◆ Text section:
• • •

A friend of mine is looking forward to a neighbor’s barbecue this weekend now that Pennsylvania has eased COVID-19 restrictions and is allowing small gatherings.
As we have moved away from stay-at-home orders, most of us feel like getting on with our lives. But instead of rushing into potential danger, this is a good time to pause and think about our individual choices, values and risks.
Small gatherings are legal now in most states. But, as many states are experiencing an uptick in COVID-19 cases, we need to be careful not to confuse the fact that something is legal with the question of whether it's a good idea.
Consider risk of exposure
Assessing risk in any area is difficult and subject to all sorts of confounders, including lack of data about the real risk involved as well as our perception of that risk. For example, some people don't swim in the ocean because they fear shark attacks. But in reality, shark attacks are very rare and the drive to the beach is probably riskier than swimming in the water.
Right now, the opposite phenomena is happening when it comes to COVID-19. Folks are taking greater risks because the perception is that the pandemic's prevalence is much less than it was just two months ago. The reality is that the presence of COVID-19 is about the same as it was the day the stay-at-home orders were implemented.
If that does not feel very reassuring, it shouldn’t.
We have learned a lot about the virus in the last two months, including how social distancing, masks and hand washing are effective at decreasing transmission. If we didn’t know it before, we’ve realized there is an economic imperative to returning to work. This should be done as carefully as possible.
At the same time, we still need to be careful and thoughtful about the choices we make in our personal lives.
I was taught a long time ago, in the context of educating patients about sexually transmitted infections, that people often have a difficult time understanding the implications of their behavioral choices. One way to explain the risk of sleeping with multiple partners is to explain to a patient that when they have sex with one person, the risk equates to having sex with everyone their partner recently slept with.

• • •

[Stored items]
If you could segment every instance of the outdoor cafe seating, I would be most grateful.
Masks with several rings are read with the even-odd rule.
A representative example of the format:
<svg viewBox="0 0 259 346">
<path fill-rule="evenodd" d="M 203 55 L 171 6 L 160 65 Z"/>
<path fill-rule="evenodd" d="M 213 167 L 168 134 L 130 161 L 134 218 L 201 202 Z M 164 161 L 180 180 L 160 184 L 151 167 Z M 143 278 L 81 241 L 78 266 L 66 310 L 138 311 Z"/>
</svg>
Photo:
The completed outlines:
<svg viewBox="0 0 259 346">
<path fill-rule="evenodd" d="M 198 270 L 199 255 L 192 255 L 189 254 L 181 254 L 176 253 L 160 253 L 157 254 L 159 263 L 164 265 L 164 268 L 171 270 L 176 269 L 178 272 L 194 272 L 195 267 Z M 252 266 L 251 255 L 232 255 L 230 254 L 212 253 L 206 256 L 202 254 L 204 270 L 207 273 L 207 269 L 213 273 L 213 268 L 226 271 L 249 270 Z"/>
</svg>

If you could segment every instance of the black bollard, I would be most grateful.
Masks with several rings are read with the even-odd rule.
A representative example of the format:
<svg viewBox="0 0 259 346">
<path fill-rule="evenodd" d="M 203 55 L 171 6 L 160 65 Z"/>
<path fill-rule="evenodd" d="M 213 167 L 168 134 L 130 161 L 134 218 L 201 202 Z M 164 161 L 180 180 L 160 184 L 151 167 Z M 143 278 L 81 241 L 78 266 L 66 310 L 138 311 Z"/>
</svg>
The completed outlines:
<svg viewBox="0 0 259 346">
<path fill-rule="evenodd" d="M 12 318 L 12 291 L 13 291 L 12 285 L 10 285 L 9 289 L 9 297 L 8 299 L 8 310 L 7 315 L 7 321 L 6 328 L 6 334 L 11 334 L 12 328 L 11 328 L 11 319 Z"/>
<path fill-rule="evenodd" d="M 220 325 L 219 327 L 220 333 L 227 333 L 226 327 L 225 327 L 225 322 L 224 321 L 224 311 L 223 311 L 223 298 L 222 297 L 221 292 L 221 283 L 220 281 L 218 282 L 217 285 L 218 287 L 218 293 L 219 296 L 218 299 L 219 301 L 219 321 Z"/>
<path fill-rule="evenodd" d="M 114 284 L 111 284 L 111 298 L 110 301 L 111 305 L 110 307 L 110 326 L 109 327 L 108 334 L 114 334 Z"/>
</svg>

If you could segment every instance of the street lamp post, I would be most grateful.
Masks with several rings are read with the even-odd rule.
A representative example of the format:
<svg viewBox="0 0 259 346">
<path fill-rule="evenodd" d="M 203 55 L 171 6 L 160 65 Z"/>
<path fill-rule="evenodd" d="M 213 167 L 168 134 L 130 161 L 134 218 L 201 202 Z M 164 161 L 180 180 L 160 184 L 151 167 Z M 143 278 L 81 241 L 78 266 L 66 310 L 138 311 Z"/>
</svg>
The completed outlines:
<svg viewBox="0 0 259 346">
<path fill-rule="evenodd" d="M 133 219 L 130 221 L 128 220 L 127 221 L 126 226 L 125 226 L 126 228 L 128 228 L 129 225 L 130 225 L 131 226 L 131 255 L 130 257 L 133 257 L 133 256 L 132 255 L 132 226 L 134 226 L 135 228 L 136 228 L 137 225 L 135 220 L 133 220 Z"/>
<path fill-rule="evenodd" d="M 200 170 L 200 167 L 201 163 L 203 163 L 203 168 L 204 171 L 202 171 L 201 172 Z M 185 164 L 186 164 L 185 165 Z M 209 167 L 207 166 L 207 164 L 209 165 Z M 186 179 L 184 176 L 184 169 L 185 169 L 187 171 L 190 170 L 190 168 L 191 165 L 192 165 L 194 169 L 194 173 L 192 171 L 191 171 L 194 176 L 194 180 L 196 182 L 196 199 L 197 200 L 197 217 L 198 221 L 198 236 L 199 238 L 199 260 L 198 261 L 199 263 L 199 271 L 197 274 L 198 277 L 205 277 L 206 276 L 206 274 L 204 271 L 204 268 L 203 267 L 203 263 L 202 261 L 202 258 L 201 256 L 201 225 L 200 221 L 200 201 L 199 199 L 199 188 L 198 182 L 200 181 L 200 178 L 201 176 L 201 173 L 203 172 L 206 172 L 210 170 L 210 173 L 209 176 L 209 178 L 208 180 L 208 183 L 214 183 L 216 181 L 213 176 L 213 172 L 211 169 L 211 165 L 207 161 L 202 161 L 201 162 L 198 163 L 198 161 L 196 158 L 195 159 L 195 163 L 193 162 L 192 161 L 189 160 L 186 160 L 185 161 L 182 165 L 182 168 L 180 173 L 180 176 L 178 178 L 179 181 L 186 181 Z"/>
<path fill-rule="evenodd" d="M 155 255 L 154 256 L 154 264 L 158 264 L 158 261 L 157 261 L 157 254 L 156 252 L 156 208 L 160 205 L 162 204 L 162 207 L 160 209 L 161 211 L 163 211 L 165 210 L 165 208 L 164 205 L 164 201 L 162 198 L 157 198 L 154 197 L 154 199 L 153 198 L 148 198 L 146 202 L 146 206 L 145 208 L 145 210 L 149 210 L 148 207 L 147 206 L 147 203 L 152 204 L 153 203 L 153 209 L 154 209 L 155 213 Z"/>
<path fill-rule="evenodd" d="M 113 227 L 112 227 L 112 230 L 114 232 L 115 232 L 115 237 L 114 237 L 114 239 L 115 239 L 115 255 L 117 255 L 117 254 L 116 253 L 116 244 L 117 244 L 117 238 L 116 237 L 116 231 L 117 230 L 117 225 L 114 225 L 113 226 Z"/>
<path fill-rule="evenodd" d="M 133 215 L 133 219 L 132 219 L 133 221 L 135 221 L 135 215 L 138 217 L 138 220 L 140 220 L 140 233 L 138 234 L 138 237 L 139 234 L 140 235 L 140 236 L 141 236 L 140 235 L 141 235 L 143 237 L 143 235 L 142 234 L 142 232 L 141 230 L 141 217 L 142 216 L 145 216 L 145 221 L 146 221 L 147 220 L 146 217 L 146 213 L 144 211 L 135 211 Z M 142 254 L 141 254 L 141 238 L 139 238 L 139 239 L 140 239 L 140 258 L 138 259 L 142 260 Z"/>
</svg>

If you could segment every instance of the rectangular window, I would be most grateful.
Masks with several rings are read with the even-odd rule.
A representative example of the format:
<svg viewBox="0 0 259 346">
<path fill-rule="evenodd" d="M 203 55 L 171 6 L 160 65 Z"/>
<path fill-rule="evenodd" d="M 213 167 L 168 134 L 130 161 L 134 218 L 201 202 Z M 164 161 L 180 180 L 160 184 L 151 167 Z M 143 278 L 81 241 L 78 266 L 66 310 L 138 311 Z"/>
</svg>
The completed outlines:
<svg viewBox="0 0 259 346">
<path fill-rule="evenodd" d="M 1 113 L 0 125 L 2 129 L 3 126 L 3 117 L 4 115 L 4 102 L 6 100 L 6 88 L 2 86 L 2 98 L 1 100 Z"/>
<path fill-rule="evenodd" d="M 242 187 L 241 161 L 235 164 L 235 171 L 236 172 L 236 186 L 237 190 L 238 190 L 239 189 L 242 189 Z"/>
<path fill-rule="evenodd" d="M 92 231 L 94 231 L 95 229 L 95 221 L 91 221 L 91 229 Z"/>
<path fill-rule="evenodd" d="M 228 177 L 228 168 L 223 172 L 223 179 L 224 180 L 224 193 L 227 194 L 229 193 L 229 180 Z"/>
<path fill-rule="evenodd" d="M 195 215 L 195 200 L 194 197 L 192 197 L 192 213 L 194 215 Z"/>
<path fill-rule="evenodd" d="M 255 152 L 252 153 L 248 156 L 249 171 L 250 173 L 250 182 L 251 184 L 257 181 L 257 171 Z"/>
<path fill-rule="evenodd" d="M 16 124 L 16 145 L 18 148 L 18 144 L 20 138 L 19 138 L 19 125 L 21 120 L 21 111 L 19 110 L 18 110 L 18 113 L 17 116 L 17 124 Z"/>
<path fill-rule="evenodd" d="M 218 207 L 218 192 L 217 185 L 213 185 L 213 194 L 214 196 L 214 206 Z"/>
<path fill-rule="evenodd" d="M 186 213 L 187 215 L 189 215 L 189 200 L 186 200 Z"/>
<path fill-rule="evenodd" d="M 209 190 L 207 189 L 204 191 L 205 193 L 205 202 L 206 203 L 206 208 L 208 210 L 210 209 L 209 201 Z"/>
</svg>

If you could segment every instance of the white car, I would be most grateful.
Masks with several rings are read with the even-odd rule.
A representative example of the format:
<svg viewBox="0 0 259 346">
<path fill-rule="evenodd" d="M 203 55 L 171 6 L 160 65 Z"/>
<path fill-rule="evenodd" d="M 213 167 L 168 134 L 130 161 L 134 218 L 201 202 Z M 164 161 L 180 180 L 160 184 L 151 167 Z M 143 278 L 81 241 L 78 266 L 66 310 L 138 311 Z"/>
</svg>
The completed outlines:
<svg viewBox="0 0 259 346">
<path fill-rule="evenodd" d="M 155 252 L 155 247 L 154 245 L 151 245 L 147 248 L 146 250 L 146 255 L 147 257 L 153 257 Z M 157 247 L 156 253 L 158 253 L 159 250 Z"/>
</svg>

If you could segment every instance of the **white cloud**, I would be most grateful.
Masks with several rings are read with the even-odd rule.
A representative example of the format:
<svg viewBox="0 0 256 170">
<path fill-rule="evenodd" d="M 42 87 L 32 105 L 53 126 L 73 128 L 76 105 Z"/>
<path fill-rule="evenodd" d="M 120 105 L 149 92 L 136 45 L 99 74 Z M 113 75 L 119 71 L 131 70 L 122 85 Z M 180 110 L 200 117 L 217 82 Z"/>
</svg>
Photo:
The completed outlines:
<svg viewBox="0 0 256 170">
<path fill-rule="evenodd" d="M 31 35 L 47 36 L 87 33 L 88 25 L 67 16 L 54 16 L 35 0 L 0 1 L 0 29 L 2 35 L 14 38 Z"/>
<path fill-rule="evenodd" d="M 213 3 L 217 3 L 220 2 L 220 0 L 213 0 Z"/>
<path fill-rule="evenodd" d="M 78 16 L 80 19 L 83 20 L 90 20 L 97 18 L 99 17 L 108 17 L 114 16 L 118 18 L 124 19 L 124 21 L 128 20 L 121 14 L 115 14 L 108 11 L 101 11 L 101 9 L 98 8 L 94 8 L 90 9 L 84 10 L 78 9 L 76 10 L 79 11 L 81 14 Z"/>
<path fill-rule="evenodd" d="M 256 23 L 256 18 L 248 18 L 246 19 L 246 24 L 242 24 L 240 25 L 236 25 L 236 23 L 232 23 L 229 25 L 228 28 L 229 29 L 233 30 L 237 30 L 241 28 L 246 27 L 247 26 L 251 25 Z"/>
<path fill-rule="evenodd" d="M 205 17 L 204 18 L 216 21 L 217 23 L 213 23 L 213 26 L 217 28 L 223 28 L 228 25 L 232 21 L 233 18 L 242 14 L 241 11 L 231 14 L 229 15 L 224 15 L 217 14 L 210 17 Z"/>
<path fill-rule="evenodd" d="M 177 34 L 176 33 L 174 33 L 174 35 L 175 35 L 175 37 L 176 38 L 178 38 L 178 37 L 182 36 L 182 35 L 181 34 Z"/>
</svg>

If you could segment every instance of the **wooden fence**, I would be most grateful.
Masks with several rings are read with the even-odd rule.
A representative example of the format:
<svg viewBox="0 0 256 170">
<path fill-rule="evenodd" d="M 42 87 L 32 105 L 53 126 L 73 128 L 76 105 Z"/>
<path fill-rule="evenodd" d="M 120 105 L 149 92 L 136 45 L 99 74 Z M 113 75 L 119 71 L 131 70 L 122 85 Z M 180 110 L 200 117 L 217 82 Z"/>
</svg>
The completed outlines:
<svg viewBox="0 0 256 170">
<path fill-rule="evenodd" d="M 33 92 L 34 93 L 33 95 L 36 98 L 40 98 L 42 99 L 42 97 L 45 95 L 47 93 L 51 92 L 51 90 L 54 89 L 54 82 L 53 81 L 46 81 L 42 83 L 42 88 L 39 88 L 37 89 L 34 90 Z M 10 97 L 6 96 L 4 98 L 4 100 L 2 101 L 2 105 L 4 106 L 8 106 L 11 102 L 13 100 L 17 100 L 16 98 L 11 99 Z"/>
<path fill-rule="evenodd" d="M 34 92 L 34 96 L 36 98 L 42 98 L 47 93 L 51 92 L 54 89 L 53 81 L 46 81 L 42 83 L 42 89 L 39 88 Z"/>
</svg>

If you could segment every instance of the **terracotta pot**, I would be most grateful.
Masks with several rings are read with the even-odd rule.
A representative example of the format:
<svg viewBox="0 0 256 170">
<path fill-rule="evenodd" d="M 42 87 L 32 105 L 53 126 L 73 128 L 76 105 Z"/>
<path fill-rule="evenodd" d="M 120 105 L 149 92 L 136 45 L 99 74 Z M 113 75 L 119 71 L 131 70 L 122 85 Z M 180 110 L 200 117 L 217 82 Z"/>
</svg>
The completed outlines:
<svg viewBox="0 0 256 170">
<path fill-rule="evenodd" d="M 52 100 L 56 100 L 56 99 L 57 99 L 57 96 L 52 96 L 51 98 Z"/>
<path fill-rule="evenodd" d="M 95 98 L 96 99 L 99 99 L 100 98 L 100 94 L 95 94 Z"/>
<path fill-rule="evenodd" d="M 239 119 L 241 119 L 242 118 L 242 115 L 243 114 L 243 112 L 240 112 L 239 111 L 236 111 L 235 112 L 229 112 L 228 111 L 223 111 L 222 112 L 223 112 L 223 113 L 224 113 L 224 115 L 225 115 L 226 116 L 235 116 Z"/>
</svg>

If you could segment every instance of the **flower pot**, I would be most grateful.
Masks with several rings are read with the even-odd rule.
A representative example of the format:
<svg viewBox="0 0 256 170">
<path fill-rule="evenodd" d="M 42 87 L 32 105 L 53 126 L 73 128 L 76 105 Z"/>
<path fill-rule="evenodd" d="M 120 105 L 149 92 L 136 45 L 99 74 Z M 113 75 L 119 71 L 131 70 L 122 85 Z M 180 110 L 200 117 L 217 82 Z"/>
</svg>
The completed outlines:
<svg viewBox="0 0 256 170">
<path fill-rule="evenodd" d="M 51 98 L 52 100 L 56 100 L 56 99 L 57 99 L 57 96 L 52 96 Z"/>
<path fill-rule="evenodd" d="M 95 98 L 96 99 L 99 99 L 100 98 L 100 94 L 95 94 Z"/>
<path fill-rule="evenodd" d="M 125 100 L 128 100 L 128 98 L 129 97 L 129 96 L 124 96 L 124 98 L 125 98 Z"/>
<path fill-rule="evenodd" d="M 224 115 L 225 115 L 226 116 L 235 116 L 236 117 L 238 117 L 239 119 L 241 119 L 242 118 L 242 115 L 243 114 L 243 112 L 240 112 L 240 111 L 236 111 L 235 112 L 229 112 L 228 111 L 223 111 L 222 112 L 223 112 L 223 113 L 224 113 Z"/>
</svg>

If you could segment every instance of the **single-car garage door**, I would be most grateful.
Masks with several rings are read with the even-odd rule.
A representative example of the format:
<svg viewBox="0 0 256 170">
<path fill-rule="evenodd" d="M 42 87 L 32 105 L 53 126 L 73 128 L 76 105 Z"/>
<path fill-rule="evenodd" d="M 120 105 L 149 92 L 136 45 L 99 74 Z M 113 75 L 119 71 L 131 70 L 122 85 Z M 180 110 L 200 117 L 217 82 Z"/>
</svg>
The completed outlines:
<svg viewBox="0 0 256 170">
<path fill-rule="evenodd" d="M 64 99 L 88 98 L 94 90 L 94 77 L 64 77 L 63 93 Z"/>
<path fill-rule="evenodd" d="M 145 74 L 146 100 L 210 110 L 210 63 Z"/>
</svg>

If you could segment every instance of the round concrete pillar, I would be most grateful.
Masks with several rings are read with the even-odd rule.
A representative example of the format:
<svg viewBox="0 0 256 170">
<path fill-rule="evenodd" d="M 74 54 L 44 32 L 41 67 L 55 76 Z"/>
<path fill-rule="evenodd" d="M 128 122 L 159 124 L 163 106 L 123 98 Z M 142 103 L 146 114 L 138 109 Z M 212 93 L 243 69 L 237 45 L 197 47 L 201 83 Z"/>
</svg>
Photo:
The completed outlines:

• • •

◆ Problems and tasks:
[a] In the article on COVID-19 and small gatherings, what do some people avoid doing because they fear shark attacks?
[b] Carry on the article on COVID-19 and small gatherings from the point where it stops.
The lines play no part in this.

◆ Task-by-task outputs:
[a] They don't swim in the ocean.

[b]
If the patient had three partners, and each of those partners also had three partners, it's easy for most people to calculate that those three hookups are actually like nine. And any one of those people might have recently contracted an infection from someone else.
Sexually transmitted infections are readily treatable. COIVID-19 often is not. A small barbecue of just 25 people could quickly turn into COVID-19 exposure from hundreds of people depending on who the attendees at the barbecue have been in contact with.
Exposure to COVID-19 involves behavior that is far more socially acceptable and ordinary than sexually transmitted infections, which, in part, explains why nearly 130,000 Americans had died from the disease as of July 2.
Take precautions, stay safe
Given the current amount of COVID-19 in many communities, some people who hit July 4 barbecues may have been exposed. Transmission at such an event wouldn't be out of the realm of possibility.
The choices that we make will affect not only our own lives, but that of so many others. Each one of us needs to use careful judgment. Our behaviors should match our values and our goals. If our values are to spend time with friends and family members, to contribute to a healthy economy and to remain healthy it will require adhering to difficult choices.
For the foreseeable future, the best choice may require limiting contact with others, wearing masks and practicing social distancing.
This July 4, choose to remain safe.
Neil Skolnik, M.D., is associate director in the Family Medicine Residency Program at Abington Jefferson Health.